WHAT IS BEING ASKED. Print the lines of the listing below from the line with "Emit one marker per instance in this form: [(669, 106)]." to the line with "[(1216, 535)]", both included, reproducing each one character for character.

***** PROVIDED INFORMATION *****

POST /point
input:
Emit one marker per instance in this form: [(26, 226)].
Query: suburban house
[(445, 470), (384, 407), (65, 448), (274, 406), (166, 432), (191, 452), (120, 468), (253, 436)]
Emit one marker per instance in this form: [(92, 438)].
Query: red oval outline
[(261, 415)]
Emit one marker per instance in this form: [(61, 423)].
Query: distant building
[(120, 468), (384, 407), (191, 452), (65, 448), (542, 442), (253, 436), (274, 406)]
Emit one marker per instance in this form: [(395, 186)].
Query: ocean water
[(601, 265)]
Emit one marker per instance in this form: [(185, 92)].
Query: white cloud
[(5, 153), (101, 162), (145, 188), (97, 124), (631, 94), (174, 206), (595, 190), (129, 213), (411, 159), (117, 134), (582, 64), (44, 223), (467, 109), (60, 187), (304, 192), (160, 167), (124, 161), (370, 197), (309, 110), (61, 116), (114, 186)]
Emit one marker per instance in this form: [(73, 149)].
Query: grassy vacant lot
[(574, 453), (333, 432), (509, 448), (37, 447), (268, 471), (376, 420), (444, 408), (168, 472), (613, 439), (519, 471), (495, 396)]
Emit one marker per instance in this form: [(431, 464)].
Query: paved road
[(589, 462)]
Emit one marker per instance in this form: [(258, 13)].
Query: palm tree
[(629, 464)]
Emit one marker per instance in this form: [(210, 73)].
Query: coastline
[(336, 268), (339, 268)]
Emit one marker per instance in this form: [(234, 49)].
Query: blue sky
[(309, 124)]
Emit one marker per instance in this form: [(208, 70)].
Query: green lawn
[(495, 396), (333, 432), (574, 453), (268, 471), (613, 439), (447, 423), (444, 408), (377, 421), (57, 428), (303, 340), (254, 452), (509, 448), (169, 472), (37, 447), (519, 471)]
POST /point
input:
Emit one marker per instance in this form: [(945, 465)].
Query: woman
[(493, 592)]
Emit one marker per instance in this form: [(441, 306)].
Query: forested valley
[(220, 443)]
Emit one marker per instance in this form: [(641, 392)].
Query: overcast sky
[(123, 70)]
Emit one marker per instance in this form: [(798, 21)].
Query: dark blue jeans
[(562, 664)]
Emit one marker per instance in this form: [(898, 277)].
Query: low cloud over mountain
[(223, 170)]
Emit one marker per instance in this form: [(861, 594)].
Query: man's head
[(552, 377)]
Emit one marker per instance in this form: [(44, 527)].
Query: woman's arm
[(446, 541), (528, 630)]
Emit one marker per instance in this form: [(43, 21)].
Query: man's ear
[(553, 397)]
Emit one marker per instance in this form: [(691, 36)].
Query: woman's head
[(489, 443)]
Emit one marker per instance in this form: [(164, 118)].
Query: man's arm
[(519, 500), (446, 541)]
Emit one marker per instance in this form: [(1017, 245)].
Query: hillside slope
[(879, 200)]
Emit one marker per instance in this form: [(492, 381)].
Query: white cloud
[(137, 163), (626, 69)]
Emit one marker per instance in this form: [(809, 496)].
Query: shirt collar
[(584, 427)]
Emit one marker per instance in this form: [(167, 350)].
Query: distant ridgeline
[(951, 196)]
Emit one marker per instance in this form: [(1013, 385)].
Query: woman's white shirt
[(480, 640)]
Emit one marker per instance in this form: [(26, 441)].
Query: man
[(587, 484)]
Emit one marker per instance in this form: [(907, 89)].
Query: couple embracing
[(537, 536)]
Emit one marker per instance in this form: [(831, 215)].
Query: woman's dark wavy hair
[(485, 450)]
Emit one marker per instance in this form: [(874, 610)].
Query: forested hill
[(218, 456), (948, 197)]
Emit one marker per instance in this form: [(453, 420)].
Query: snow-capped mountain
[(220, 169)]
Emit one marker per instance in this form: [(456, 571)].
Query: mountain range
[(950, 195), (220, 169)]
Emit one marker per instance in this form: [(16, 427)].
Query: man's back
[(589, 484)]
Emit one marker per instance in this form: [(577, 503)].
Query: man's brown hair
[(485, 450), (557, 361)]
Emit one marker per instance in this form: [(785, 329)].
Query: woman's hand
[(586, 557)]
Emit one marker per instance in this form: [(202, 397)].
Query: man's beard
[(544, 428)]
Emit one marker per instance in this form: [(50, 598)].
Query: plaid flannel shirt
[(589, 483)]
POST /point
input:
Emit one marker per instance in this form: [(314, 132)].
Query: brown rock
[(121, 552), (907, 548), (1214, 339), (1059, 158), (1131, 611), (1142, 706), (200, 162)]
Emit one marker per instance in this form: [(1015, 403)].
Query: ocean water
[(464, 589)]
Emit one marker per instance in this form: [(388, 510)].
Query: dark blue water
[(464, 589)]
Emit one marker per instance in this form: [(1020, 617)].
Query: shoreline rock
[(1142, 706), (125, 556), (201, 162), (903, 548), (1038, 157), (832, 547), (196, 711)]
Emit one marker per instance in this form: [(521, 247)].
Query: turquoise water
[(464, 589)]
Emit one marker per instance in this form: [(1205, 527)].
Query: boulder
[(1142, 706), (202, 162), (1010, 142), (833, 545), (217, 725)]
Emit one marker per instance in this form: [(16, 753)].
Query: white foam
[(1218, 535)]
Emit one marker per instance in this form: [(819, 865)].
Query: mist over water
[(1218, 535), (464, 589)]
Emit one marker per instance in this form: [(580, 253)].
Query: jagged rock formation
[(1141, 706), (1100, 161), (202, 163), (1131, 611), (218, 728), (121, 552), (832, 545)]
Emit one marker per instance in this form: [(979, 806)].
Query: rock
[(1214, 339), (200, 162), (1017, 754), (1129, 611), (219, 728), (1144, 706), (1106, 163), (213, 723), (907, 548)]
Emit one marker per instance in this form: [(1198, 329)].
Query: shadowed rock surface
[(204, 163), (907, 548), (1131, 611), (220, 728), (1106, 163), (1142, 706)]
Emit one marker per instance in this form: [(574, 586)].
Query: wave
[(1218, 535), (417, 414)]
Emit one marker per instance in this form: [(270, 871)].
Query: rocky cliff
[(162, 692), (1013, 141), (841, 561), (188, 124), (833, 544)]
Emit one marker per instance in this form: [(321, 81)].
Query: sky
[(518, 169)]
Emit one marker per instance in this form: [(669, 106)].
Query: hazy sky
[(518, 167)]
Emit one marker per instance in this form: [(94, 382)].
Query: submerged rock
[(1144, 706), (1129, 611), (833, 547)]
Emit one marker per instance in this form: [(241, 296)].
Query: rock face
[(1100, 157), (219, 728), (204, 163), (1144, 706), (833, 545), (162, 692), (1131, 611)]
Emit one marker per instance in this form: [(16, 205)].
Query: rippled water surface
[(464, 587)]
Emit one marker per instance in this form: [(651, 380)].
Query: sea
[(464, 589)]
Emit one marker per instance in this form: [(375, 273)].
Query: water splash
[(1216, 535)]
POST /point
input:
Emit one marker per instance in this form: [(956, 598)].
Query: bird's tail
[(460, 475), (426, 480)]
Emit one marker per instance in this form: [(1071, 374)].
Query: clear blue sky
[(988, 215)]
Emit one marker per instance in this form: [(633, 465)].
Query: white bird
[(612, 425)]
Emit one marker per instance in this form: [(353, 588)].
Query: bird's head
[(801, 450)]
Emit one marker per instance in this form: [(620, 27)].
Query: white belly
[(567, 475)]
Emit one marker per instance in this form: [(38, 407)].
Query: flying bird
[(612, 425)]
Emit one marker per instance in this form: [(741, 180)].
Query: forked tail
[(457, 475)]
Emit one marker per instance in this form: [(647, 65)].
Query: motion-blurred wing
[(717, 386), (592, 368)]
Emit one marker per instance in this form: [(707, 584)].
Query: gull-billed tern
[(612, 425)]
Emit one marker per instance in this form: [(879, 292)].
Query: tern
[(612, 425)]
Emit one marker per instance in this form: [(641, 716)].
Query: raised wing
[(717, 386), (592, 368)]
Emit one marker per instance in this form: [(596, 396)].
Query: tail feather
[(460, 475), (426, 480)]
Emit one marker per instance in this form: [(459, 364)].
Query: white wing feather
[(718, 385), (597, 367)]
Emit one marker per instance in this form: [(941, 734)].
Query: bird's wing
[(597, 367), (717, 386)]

*****

OUTPUT FOR THIS TASK.
Emit one marker per instance in this form: [(669, 106)].
Query: hazy sky
[(518, 167)]
Emit one marker per instance in this form: [(94, 382)].
Query: submerged rock
[(1144, 706), (1129, 611), (833, 547)]
Emit one marker per instance in this form: [(241, 296)].
Query: rock face
[(1100, 157), (219, 728), (204, 163), (1144, 706), (833, 545), (162, 692), (1131, 611)]
Emit one marker per instance in this form: [(16, 205)].
Query: rippled water surface
[(464, 587)]
Emit one marker per instance in this form: [(651, 380)].
Query: sea
[(464, 589)]
Emit one marker per instance in this form: [(375, 273)].
Query: water splash
[(1216, 535)]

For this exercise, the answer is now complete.